Your goal: The records sit below. Return every line in them that holds the word "front".

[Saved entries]
-- -- --

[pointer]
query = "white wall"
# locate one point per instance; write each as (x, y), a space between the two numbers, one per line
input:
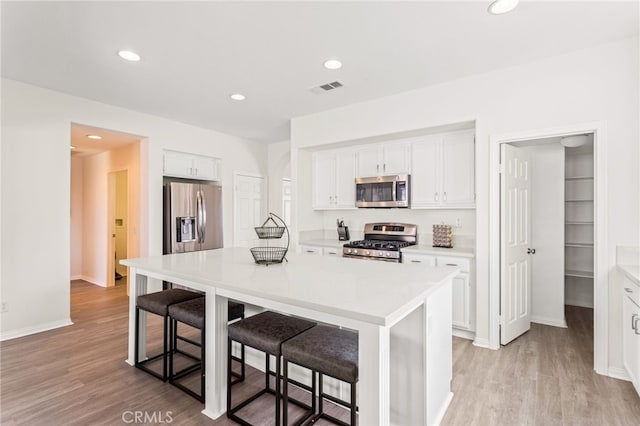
(547, 234)
(77, 170)
(596, 84)
(35, 247)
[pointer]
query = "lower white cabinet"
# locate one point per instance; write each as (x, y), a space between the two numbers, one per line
(462, 293)
(631, 331)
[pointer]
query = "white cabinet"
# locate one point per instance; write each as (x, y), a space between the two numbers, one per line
(419, 258)
(443, 171)
(631, 331)
(389, 158)
(190, 166)
(333, 174)
(462, 293)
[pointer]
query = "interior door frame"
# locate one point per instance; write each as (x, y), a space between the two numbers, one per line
(265, 199)
(600, 273)
(111, 217)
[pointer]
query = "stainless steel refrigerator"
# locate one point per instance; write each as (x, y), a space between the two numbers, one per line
(192, 216)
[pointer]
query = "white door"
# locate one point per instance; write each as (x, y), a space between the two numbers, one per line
(515, 236)
(286, 201)
(250, 210)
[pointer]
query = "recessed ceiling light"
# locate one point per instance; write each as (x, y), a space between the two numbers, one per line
(129, 55)
(498, 7)
(332, 64)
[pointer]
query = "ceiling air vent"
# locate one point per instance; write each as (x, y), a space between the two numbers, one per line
(327, 87)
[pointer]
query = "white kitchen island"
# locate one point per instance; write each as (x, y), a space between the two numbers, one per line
(402, 314)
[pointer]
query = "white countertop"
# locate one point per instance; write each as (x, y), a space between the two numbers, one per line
(331, 243)
(440, 251)
(374, 292)
(418, 249)
(632, 272)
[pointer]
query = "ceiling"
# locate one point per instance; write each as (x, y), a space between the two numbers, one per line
(195, 54)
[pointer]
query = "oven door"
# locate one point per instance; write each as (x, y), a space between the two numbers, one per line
(382, 191)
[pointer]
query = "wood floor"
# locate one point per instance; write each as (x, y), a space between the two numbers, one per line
(77, 375)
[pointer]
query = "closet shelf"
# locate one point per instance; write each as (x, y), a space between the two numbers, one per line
(579, 178)
(584, 245)
(581, 274)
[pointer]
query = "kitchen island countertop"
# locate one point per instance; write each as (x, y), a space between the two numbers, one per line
(402, 314)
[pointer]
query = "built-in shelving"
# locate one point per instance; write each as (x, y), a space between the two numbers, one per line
(579, 226)
(579, 274)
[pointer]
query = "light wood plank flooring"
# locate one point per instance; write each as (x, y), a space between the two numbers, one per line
(77, 375)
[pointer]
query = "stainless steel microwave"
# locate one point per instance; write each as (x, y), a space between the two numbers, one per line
(383, 191)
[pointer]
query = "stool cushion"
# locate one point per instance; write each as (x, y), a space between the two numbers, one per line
(236, 310)
(159, 302)
(329, 350)
(190, 312)
(267, 330)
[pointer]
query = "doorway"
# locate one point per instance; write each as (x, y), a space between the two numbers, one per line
(600, 279)
(249, 209)
(118, 228)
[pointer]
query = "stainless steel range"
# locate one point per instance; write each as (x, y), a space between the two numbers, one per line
(382, 241)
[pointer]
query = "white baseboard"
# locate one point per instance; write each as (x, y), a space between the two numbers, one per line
(549, 321)
(443, 409)
(465, 334)
(483, 343)
(14, 334)
(618, 373)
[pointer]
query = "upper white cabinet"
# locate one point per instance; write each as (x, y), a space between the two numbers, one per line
(191, 166)
(443, 171)
(388, 158)
(333, 174)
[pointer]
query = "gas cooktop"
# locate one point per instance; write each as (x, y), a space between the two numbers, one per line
(383, 241)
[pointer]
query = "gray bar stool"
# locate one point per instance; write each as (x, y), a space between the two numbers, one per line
(193, 313)
(158, 303)
(265, 332)
(328, 351)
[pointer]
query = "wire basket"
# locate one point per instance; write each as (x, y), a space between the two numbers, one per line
(268, 255)
(267, 232)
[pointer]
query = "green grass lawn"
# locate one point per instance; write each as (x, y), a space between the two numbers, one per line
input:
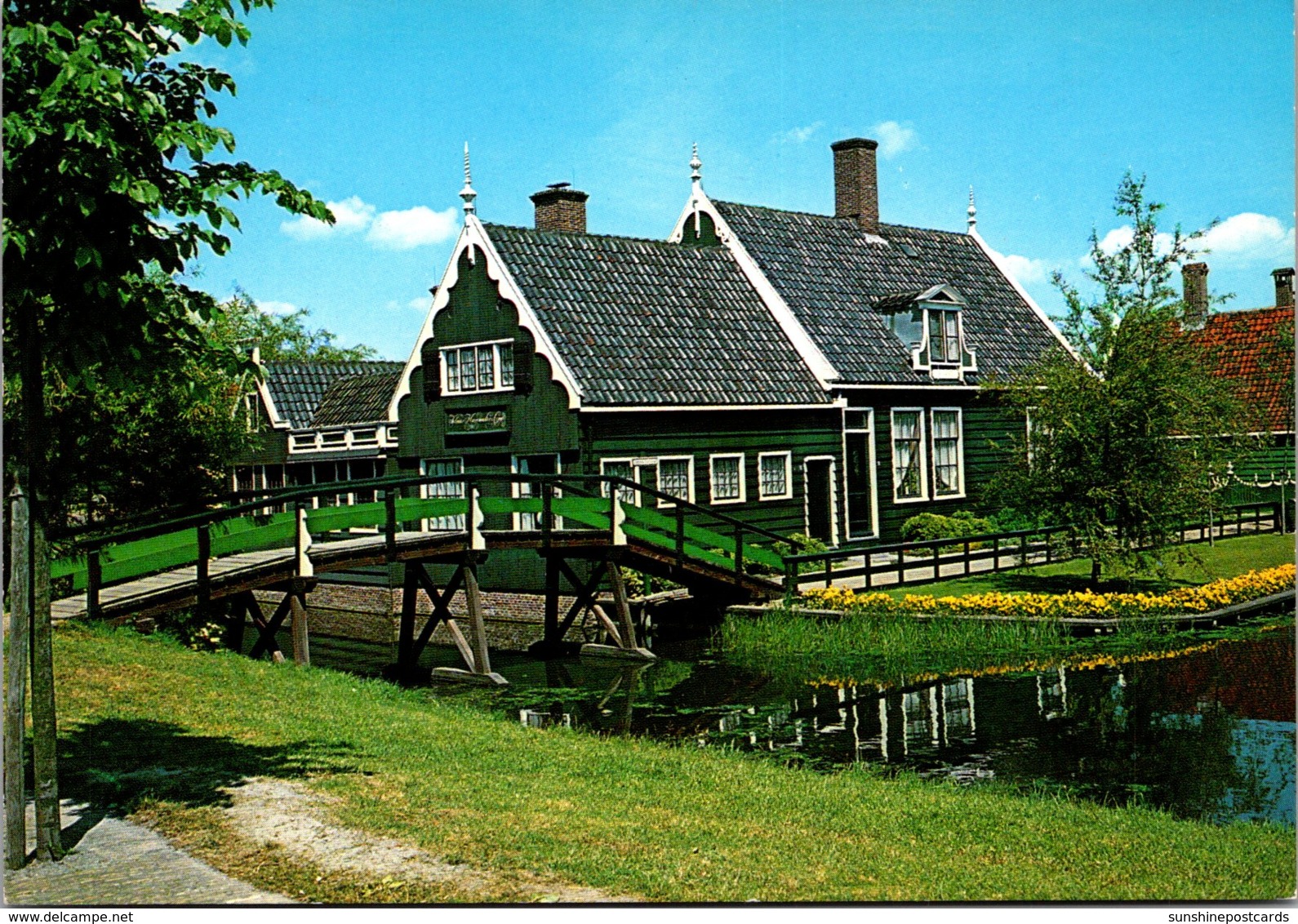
(1197, 563)
(626, 815)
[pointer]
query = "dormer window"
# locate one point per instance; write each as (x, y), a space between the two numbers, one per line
(930, 323)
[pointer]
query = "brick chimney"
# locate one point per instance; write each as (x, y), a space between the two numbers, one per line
(1194, 283)
(1284, 287)
(856, 182)
(560, 208)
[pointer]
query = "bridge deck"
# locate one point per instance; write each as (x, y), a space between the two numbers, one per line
(233, 574)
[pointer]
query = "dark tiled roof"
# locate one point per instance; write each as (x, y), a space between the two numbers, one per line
(358, 398)
(1256, 349)
(297, 387)
(648, 322)
(833, 279)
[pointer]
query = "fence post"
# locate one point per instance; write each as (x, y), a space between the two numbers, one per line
(389, 519)
(547, 513)
(204, 579)
(94, 582)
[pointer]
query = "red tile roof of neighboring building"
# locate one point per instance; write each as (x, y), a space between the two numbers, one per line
(1256, 349)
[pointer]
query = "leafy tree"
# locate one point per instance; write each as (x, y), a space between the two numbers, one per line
(112, 169)
(240, 323)
(1127, 442)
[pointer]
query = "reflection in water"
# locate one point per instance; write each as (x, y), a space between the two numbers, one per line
(1207, 735)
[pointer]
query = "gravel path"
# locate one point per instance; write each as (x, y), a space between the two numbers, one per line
(117, 864)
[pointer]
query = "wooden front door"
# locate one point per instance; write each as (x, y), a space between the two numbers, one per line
(820, 499)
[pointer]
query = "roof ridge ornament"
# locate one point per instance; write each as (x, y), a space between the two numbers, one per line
(468, 193)
(696, 193)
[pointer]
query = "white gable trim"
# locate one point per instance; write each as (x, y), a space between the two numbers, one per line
(474, 233)
(998, 261)
(277, 422)
(785, 317)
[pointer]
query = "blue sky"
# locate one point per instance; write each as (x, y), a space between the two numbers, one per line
(1038, 107)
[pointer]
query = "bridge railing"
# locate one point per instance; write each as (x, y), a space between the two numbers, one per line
(286, 519)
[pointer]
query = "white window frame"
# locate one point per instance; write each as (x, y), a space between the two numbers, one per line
(497, 349)
(631, 466)
(712, 479)
(871, 451)
(923, 455)
(959, 452)
(690, 478)
(516, 490)
(788, 477)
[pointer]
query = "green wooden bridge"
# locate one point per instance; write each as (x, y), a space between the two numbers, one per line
(282, 540)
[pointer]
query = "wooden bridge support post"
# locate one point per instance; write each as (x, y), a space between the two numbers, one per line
(552, 601)
(473, 601)
(300, 629)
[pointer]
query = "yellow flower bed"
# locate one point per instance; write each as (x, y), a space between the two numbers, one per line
(1058, 605)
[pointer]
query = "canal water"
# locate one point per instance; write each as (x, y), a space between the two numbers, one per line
(1205, 735)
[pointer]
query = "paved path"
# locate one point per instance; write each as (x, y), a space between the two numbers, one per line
(120, 864)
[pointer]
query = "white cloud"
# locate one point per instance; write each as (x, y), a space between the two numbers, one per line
(1025, 270)
(798, 135)
(411, 228)
(893, 139)
(1249, 237)
(349, 215)
(278, 308)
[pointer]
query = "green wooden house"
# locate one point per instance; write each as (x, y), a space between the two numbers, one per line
(813, 374)
(318, 422)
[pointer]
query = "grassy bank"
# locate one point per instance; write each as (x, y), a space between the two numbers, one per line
(149, 724)
(1187, 566)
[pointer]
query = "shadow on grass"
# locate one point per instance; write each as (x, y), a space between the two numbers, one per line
(116, 763)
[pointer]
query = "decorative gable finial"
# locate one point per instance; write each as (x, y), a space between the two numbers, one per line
(468, 193)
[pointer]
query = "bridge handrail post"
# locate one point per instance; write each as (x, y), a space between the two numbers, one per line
(94, 582)
(547, 513)
(202, 569)
(616, 519)
(475, 518)
(389, 515)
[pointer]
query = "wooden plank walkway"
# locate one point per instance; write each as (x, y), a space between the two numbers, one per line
(246, 571)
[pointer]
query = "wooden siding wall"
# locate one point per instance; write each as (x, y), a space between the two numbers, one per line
(700, 433)
(988, 433)
(538, 422)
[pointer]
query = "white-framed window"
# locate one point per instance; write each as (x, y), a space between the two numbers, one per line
(726, 478)
(944, 335)
(452, 466)
(478, 367)
(948, 452)
(677, 478)
(774, 477)
(908, 455)
(620, 469)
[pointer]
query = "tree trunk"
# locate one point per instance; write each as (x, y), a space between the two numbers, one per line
(44, 727)
(17, 645)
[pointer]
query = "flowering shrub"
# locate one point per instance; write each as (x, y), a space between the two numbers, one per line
(1054, 606)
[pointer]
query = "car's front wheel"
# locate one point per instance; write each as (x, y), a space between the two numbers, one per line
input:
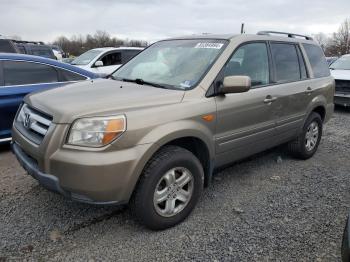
(306, 144)
(169, 188)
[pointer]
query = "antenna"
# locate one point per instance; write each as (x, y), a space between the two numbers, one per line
(242, 29)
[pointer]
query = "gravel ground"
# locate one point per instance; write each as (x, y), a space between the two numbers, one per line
(269, 207)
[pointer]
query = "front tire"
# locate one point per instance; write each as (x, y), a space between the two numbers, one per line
(306, 144)
(169, 188)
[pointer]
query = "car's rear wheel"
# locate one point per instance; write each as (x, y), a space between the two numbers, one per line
(306, 144)
(169, 188)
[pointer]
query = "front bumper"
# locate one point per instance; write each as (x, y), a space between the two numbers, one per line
(342, 99)
(30, 165)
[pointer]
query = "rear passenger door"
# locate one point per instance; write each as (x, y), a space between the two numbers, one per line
(246, 121)
(18, 79)
(293, 90)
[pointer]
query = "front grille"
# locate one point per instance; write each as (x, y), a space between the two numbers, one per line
(342, 86)
(32, 123)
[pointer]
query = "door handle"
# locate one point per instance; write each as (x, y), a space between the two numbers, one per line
(269, 99)
(308, 91)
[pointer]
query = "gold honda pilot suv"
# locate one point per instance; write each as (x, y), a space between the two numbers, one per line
(153, 133)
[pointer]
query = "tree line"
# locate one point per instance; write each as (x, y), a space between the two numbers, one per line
(79, 44)
(336, 44)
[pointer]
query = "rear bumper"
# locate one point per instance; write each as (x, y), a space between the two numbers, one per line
(342, 99)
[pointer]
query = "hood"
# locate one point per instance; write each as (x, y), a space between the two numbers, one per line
(101, 97)
(341, 74)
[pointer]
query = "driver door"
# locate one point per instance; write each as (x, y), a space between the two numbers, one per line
(246, 121)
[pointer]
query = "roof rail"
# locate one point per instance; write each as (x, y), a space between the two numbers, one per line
(27, 42)
(292, 35)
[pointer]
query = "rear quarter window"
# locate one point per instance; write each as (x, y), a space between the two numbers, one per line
(286, 61)
(6, 47)
(317, 60)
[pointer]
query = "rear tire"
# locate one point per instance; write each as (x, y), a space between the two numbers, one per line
(169, 188)
(306, 144)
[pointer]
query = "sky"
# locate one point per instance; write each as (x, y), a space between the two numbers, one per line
(152, 20)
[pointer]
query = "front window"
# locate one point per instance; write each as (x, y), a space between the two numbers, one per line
(342, 63)
(86, 57)
(177, 64)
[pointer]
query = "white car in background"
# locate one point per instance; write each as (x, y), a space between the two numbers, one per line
(340, 70)
(105, 60)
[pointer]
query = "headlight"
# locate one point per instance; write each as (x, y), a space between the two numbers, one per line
(96, 131)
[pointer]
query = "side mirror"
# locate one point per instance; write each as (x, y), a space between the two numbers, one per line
(98, 63)
(235, 84)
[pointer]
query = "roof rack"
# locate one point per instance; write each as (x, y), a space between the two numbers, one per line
(284, 33)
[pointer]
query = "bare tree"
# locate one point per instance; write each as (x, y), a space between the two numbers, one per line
(78, 44)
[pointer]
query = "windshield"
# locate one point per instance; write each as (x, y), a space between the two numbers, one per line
(178, 64)
(342, 63)
(86, 57)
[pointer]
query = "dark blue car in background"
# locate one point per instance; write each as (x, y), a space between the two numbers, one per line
(23, 74)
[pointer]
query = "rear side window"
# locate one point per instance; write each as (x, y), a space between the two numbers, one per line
(42, 52)
(317, 60)
(69, 76)
(6, 47)
(112, 59)
(286, 61)
(250, 60)
(23, 73)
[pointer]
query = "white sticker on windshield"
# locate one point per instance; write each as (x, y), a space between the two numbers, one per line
(209, 45)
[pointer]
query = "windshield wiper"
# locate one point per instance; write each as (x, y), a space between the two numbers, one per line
(140, 81)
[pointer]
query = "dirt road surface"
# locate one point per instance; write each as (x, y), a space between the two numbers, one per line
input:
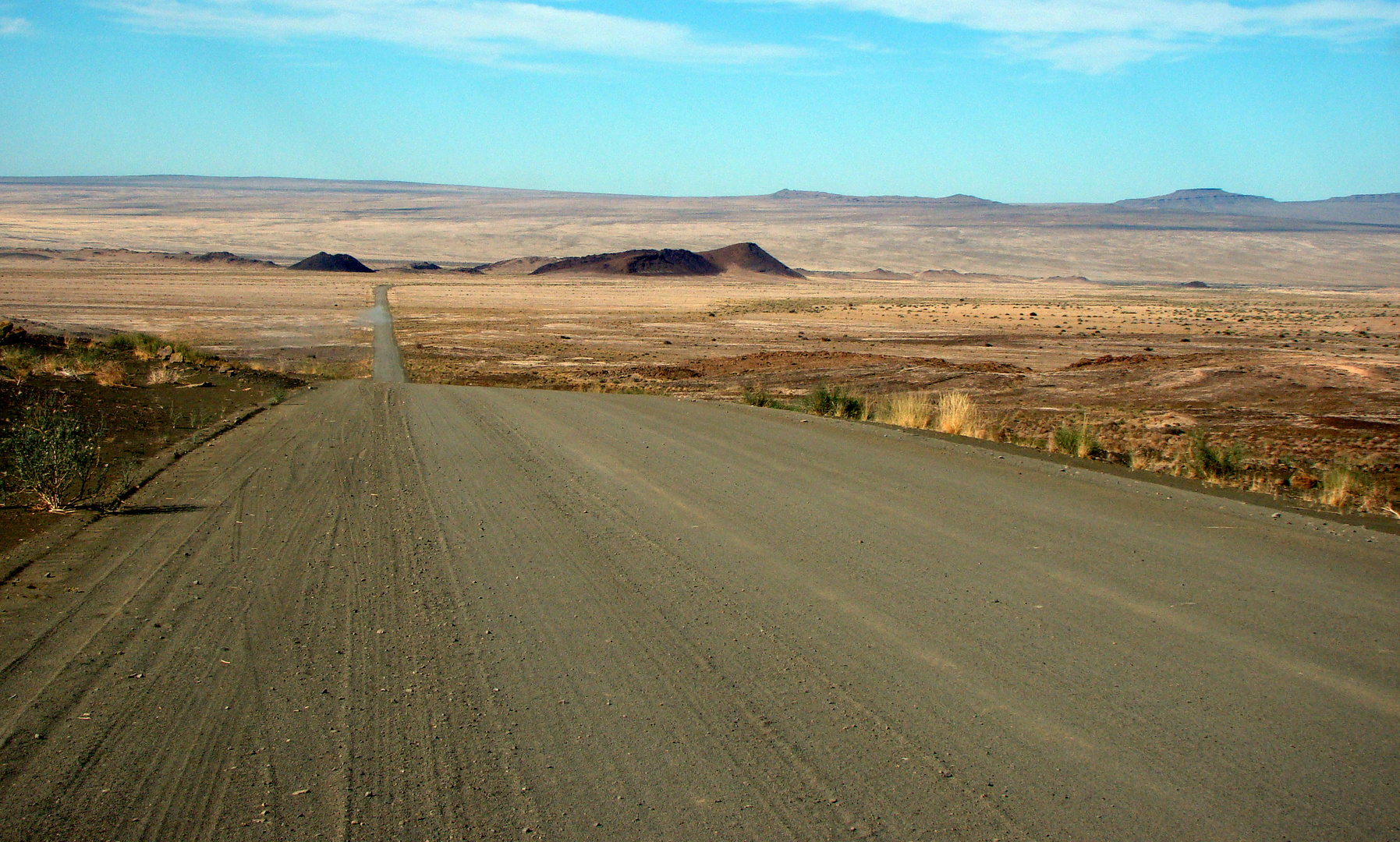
(399, 611)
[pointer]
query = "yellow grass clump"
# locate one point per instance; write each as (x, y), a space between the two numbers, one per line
(956, 414)
(908, 409)
(1340, 486)
(163, 375)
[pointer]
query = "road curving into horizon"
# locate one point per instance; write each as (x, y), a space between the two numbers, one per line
(405, 611)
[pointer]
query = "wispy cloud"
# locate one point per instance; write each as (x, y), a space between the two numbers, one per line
(489, 31)
(1097, 35)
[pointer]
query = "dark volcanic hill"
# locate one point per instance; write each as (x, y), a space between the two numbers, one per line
(750, 257)
(324, 262)
(664, 262)
(229, 257)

-- -- --

Written answer:
query = "wooden front door"
query = "car's front wheel"
query = "front tire"
query = "front bumper"
query = "front grille"
query = "front window"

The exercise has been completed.